(Dataset entries)
——————————

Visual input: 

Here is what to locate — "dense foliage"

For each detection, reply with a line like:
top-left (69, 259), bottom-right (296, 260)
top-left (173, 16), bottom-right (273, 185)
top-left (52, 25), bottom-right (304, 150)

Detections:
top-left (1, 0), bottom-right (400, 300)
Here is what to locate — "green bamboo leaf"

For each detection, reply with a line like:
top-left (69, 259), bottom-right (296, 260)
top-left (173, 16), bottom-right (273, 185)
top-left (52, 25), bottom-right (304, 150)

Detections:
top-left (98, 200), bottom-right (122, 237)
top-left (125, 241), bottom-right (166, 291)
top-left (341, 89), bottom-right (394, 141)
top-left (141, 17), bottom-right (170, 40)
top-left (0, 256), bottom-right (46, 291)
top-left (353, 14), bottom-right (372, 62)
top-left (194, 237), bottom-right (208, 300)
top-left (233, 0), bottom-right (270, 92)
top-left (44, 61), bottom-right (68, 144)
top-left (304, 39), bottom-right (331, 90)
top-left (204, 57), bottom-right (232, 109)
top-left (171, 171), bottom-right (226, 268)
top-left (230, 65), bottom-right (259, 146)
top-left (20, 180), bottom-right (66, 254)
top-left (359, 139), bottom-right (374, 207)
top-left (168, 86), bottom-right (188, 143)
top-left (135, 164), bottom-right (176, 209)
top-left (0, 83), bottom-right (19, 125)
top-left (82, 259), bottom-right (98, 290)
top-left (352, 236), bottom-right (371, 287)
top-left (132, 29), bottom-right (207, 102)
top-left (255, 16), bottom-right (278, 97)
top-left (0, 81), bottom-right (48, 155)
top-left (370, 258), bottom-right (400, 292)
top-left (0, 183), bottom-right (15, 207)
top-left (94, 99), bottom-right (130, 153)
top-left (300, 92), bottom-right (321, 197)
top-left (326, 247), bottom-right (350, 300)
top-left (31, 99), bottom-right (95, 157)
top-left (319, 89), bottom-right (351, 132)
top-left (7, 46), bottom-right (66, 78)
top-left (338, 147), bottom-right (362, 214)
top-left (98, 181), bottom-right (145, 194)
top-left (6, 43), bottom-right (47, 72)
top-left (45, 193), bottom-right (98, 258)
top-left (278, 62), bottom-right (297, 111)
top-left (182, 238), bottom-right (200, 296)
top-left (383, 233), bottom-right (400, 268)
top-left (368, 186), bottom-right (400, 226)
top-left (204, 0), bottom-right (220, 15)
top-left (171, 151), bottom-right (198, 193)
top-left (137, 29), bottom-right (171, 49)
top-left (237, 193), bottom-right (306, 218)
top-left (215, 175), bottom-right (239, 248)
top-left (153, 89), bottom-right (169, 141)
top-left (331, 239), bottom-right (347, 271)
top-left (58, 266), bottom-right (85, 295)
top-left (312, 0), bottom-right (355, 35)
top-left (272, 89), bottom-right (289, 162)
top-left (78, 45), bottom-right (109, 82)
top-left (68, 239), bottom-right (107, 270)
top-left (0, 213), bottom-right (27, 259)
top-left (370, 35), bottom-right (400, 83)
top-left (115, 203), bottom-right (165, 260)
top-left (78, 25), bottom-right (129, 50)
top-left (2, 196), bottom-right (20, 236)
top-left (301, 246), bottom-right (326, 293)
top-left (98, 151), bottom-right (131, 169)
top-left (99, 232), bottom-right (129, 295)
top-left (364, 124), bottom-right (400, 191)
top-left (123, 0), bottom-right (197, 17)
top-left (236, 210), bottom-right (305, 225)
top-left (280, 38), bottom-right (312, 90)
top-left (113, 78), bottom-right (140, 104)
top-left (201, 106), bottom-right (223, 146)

——————————

**Your task**
Using the data above, return every line that contains the string "locate".

**Written response**
Here is what to locate — "dense foliage"
Here is what to locate — "green bamboo leaf"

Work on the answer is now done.